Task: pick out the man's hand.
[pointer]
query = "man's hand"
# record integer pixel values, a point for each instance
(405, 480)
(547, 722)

============================================================

What you need to do:
Exactly as they appear above, print all the entries.

Worked solution:
Task: pick out the man's hand.
[pointer]
query = "man's hand"
# record integer pixel values, a point for each instance
(405, 480)
(547, 722)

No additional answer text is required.